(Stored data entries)
_ _ _ _

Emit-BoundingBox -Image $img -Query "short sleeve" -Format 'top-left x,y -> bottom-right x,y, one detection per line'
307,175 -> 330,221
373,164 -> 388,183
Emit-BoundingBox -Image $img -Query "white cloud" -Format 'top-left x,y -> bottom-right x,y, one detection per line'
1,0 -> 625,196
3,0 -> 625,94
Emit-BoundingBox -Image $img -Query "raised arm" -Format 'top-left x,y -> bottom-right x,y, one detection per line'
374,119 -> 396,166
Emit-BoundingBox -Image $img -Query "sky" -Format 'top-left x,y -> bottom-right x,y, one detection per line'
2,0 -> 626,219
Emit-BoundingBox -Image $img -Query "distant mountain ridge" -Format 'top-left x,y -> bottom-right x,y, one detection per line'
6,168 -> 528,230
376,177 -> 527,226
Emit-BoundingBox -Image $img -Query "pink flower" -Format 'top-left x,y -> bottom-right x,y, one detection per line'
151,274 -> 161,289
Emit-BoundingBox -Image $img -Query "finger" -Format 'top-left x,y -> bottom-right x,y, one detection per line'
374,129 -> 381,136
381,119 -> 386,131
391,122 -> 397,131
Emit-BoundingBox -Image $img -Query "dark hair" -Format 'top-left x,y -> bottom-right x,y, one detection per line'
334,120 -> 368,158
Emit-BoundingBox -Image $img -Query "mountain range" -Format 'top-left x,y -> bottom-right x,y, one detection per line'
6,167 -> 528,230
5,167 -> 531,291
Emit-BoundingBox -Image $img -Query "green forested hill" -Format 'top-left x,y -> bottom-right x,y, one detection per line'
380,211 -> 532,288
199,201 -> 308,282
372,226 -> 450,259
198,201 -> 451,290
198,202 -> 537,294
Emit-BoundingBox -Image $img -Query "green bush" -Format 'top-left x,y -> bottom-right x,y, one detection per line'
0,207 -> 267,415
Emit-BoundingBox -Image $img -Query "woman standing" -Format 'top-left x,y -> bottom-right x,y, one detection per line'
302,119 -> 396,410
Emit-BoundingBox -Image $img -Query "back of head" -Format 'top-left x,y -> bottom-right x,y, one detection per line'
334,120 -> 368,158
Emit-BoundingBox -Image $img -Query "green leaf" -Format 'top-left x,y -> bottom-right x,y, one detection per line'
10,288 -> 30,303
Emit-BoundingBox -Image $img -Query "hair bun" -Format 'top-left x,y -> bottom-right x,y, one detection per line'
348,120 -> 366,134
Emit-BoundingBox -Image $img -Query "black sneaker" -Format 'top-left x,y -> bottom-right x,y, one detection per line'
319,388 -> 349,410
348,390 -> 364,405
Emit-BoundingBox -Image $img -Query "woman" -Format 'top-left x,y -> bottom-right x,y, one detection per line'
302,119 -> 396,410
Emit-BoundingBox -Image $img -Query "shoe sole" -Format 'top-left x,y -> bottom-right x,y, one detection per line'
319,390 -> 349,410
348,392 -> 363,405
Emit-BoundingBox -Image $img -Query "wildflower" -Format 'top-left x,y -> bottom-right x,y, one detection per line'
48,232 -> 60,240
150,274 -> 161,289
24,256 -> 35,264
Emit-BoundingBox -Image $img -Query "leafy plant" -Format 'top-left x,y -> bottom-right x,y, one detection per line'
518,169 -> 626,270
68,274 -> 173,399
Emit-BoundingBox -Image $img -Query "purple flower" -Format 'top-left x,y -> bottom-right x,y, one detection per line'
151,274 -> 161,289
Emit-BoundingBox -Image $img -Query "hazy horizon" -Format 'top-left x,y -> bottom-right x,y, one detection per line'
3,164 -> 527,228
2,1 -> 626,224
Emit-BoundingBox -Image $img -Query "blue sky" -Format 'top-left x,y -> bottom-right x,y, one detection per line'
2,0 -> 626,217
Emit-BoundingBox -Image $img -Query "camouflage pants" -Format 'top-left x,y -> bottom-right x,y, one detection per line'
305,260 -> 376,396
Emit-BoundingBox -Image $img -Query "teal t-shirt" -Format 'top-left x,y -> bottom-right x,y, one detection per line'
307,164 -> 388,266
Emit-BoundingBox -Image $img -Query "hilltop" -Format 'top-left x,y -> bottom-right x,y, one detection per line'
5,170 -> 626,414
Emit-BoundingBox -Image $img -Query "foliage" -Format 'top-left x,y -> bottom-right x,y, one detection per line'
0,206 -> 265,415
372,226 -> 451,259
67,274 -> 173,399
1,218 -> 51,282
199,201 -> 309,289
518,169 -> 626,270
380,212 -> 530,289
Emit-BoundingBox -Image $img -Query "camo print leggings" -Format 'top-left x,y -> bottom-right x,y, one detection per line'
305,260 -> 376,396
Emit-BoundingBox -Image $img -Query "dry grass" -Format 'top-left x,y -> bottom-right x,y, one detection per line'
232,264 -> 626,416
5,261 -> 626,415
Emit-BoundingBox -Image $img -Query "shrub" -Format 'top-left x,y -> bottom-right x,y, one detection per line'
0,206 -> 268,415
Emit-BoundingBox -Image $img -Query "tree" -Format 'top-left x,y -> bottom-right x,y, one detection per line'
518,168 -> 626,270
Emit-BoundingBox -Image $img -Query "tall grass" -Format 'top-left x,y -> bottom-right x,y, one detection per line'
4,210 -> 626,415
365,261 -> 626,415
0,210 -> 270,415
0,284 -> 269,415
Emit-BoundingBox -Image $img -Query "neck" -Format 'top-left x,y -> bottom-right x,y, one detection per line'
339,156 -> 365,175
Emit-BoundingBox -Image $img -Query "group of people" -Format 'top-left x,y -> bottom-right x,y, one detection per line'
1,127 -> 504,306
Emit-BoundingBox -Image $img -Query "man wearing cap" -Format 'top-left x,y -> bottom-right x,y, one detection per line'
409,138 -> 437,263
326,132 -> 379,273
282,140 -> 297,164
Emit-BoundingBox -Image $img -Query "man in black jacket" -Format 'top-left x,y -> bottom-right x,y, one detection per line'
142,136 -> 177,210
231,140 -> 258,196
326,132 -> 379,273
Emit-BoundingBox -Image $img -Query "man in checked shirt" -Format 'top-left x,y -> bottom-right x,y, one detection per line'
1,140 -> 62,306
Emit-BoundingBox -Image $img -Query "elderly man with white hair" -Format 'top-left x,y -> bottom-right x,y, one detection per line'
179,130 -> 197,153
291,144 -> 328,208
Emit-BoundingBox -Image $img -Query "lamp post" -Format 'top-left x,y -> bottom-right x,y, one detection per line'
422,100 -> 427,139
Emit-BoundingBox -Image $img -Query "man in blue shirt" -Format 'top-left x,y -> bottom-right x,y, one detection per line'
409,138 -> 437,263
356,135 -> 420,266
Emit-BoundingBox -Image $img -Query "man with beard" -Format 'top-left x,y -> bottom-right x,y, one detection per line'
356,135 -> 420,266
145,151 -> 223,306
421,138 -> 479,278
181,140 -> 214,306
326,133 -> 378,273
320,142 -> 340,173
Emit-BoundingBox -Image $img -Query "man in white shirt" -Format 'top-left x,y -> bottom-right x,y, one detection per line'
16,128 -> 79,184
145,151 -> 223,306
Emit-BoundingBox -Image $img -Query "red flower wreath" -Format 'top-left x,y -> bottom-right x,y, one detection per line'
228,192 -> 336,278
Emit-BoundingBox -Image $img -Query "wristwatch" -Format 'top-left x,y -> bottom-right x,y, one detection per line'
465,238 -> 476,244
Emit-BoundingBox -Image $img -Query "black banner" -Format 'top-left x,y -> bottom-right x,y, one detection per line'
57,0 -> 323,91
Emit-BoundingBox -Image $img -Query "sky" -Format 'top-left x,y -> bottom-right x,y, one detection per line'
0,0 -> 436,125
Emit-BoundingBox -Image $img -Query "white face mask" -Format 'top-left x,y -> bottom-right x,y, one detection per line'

_ _ _ _

» What the exercise asks
From the first line to the last, copy the data exactly.

» Response box
Emit-BoundingBox -Image $img -Query "short sleeve" -Format 'top-left x,y -> bottom-right x,y, one detection per line'
307,175 -> 330,221
373,164 -> 388,183
Emit-BoundingBox -Image $img -Query "white cloud" -Format 'top-left x,y -> bottom-right x,y, one detection per line'
1,0 -> 625,196
3,0 -> 625,94
Emit-BoundingBox -Image $img -Query "raised arm" -Format 'top-left x,y -> bottom-right x,y, one detection per line'
374,119 -> 396,166
Emit-BoundingBox -Image $img -Query "sky" -Format 'top-left x,y -> bottom-right x,y, one detection per line'
2,0 -> 626,219
Emit-BoundingBox -Image $img -Query "distant mountain ridge" -Format 'top-left x,y -> bottom-right x,y, one detection per line'
6,168 -> 528,230
376,177 -> 527,226
Emit-BoundingBox -Image $img -Query "pink flower" -Format 'top-left x,y -> bottom-right x,y, one detection per line'
151,274 -> 161,289
Emit-BoundingBox -Image $img -Query "finger" -Format 'top-left x,y -> bottom-right x,y, one detection per line'
374,129 -> 381,136
381,119 -> 386,131
391,122 -> 397,131
Emit-BoundingBox -Image $img -Query "dark hair" -Format 'top-left x,y -> bottom-right x,y, one detection per line'
334,120 -> 368,158
Emit-BoundingBox -Image $img -Query "mountain range" -Format 'top-left x,y -> bottom-right x,y, one detection per line'
6,167 -> 528,230
5,167 -> 531,291
Emit-BoundingBox -Image $img -Query "green forested hill" -Format 'top-left x,y -> bottom-right x,y, one detection per line'
380,211 -> 532,288
199,201 -> 308,282
372,226 -> 450,259
198,201 -> 451,290
198,202 -> 537,294
Emit-BoundingBox -Image $img -Query "green bush" -Format 'top-left x,y -> bottom-right x,y, one detection per line'
0,207 -> 267,415
Emit-BoundingBox -Image $img -Query "woman standing" -Format 'top-left x,y -> bottom-right x,y, one detection per line'
302,119 -> 396,410
Emit-BoundingBox -Image $img -Query "back of head" -Format 'top-left x,y -> bottom-right x,y, one detection per line'
334,120 -> 368,158
Emit-BoundingBox -Image $img -Query "green leaf" -Format 'top-left x,y -> bottom-right x,y, one detection per line'
10,288 -> 30,303
Emit-BoundingBox -Image $img -Query "hair bun" -Format 'top-left x,y -> bottom-right x,y, one detection per line'
348,120 -> 366,134
Emit-BoundingBox -Image $img -Query "black sneaker" -Format 'top-left x,y -> bottom-right x,y, one detection per line'
319,388 -> 349,410
348,390 -> 364,405
Emit-BoundingBox -Image $img -Query "woman" -Format 'top-left x,y -> bottom-right x,y, one detection per line'
302,119 -> 396,410
Emit-BoundingBox -Image $img -Query "shoe sole" -Format 'top-left x,y -> bottom-right x,y, one detection per line'
319,390 -> 349,410
348,392 -> 363,405
Emit-BoundingBox -Image $img -Query "wildflower" -Format 'top-left x,y -> bottom-right x,y, one detection per line'
48,232 -> 60,240
150,274 -> 161,289
24,256 -> 35,264
Emit-BoundingBox -Image $img -Query "leafy plant" -Format 'top-left x,y -> bottom-right x,y, one detection per line'
518,169 -> 626,270
68,274 -> 173,399
Emit-BoundingBox -Image $img -Query "purple flower" -Format 'top-left x,y -> bottom-right x,y, one detection per line'
151,274 -> 161,289
Emit-BoundingBox -Image $img -Query "hazy horizon" -Format 'top-left x,y -> bottom-right x,y, one detection per line'
3,164 -> 527,228
2,1 -> 626,224
Emit-BoundingBox -Image $img -Query "blue sky" -Format 'top-left x,y -> bottom-right x,y, one detection per line'
2,0 -> 626,217
Emit-BoundingBox -Image $img -Query "camouflage pants" -Format 'top-left x,y -> bottom-right x,y, one detection per line'
305,260 -> 376,396
Emit-BoundingBox -Image $img -Query "teal t-shirt" -Format 'top-left x,y -> bottom-right x,y, one detection per line'
307,164 -> 388,266
Emit-BoundingBox -Image $img -Query "hilltop" -Format 'top-left x,y -> bottom-right x,y, one detection per line'
5,170 -> 626,414
Emit-BoundingBox -Image $img -Query "foliage" -Format 'top-left x,y -> bottom-right x,y, one detection per line'
0,206 -> 265,415
372,226 -> 451,259
67,274 -> 173,399
1,218 -> 51,282
199,201 -> 309,289
518,169 -> 626,270
380,212 -> 530,289
Emit-BoundingBox -Image $img -Query "camo print leggings" -Format 'top-left x,y -> bottom-right x,y, one detection per line'
305,260 -> 376,396
Emit-BoundingBox -Image $img -Query "dry grass" -Format 'top-left x,y -> bottom-right x,y, one detection per line'
232,264 -> 626,416
5,261 -> 626,415
Emit-BoundingBox -Image $img -Query "shrub" -Format 'top-left x,y -> bottom-right x,y, one detection per line'
0,206 -> 268,415
Emit-BoundingBox -Image $img -Query "tree" -Format 'top-left x,y -> bottom-right x,y, one detection per line'
518,168 -> 626,270
Emit-BoundingBox -Image $img -Query "tall grass" -Format 'top-left x,y -> bottom-right x,y, one detection per line'
4,210 -> 626,415
365,261 -> 626,415
0,210 -> 270,415
0,284 -> 269,415
Emit-BoundingBox -Image $img -Query "neck" -Format 'top-left x,y -> bottom-right x,y, one detection per line'
339,156 -> 365,175
Emit-BoundingBox -Image $img -Query "group of people" -Format 'top-left x,y -> bottom-right x,y, one detection per line'
1,127 -> 504,306
Emit-BoundingBox -Image $img -Query "man wearing cap" -Format 'top-left x,y -> bottom-right x,y, one detection per line'
409,138 -> 437,263
326,132 -> 379,273
282,140 -> 297,164
Emit-BoundingBox -Image $img -Query "man in black jacket" -Format 'top-left x,y -> bottom-right x,y, one detection per line'
142,136 -> 177,210
231,140 -> 258,196
326,132 -> 379,273
Emit-BoundingBox -Image $img -Query "man in checked shirt" -Format 'top-left x,y -> bottom-right x,y, one detection per line'
1,140 -> 62,306
Emit-BoundingBox -Image $img -Query "elderly man with white hair" -Format 'top-left x,y -> bottom-right x,y, one detection per line'
179,130 -> 197,153
291,144 -> 328,208
Emit-BoundingBox -Image $img -Query "lamp post" -Format 'top-left x,y -> bottom-right x,y, one detection per line'
422,100 -> 427,139
Emit-BoundingBox -Image $img -Query "man in blue shirt" -Format 'top-left x,y -> bottom-right x,y, one detection per line'
409,138 -> 437,263
356,135 -> 420,266
Emit-BoundingBox -Image $img -Query "man with beard" -Format 'top-left x,y -> bottom-right x,y, one detection per line'
356,135 -> 420,266
145,151 -> 223,306
421,138 -> 479,278
181,140 -> 214,306
326,133 -> 378,273
320,142 -> 340,173
Emit-BoundingBox -Image $img -Query "man in white shirt" -Format 'top-left x,y -> bottom-right x,y, one detection per line'
16,128 -> 79,184
145,151 -> 223,306
Emit-BoundingBox -Image $img -Query "red flower wreath" -Format 'top-left x,y -> bottom-right x,y, one detection per line'
228,192 -> 336,278
Emit-BoundingBox -Image $img -Query "wristwatch" -Format 'top-left x,y -> bottom-right x,y, one detection per line'
465,238 -> 476,244
Emit-BoundingBox -Image $img -Query "black banner" -Format 'top-left x,y -> bottom-right x,y, one detection per line'
57,0 -> 323,91
Emit-BoundingBox -Image $img -Query "sky" -Format 'top-left x,y -> bottom-right x,y, one detection per line'
0,0 -> 436,125
Emit-BoundingBox -Image $img -Query "white face mask" -Format 'top-left x,y -> bottom-right x,y, one detection per line'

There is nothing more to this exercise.